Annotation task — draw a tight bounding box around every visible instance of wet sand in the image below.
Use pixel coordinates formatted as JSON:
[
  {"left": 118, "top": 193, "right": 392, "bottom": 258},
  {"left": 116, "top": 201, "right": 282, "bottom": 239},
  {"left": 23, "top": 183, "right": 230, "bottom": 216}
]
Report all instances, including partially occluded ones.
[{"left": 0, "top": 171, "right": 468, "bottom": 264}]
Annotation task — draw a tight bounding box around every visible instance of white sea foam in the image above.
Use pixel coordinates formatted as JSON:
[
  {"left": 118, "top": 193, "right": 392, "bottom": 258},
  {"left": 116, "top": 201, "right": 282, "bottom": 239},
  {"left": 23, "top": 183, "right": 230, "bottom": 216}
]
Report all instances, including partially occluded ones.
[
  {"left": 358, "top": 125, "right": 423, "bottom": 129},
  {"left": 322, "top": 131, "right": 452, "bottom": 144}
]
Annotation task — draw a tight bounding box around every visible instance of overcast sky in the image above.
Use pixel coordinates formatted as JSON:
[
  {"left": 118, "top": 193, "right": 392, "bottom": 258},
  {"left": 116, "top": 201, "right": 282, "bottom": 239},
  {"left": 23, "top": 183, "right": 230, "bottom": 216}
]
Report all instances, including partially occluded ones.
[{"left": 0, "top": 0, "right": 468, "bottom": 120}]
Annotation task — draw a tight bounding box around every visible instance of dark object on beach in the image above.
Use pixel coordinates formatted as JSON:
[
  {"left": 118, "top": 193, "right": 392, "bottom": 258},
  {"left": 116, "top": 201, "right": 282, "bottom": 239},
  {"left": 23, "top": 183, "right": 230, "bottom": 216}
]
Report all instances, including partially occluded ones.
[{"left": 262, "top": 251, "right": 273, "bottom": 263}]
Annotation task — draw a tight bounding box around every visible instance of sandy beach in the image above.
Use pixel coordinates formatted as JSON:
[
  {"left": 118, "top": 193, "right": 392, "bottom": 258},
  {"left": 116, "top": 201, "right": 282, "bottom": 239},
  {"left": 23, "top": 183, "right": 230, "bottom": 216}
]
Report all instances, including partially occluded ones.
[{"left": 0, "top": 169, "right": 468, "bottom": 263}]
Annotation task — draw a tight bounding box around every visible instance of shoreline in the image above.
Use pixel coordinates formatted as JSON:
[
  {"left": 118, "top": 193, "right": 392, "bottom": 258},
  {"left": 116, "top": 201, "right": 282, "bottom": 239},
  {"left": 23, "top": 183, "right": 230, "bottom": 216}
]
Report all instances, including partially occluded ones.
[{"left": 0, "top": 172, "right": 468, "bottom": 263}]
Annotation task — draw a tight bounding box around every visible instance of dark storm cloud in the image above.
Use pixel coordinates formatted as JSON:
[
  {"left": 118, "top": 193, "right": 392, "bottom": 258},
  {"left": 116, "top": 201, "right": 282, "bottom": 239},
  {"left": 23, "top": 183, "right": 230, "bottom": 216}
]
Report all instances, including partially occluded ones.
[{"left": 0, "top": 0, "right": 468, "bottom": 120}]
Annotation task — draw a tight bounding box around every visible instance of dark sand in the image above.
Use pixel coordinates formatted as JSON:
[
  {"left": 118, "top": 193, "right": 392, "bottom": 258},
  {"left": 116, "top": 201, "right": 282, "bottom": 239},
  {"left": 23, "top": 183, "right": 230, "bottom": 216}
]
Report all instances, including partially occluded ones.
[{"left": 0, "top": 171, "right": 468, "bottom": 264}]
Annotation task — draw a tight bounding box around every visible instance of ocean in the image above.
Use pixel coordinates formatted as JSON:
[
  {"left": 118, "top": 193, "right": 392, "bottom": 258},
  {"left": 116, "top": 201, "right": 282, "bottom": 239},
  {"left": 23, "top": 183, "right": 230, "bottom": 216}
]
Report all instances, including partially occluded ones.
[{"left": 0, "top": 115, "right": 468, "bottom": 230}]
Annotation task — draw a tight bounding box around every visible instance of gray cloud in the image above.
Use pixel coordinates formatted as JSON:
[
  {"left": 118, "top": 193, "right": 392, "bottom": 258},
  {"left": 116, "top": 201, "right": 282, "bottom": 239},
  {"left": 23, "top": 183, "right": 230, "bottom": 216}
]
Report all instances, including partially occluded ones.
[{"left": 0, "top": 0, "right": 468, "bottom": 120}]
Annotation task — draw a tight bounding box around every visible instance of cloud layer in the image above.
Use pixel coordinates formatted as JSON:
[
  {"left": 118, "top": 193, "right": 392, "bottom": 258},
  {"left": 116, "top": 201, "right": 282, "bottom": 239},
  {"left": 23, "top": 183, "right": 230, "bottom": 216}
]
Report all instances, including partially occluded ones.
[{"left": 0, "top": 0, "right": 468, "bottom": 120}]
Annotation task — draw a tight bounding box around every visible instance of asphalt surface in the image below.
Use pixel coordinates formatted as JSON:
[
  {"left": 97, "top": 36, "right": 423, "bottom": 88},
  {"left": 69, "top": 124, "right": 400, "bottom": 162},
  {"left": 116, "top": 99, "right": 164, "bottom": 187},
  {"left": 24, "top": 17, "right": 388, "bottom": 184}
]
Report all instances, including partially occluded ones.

*-*-*

▸ **Aim of the exercise**
Collect every line above that contains the string "beach", copying each one in full. Case counts when matching.

▸ **Exercise result**
Annotation task — draw a tight bounding box around every visible instance of dark object on beach in the image above.
Annotation task — draw a tight bounding box around every visible instance of sandy beach in the image above.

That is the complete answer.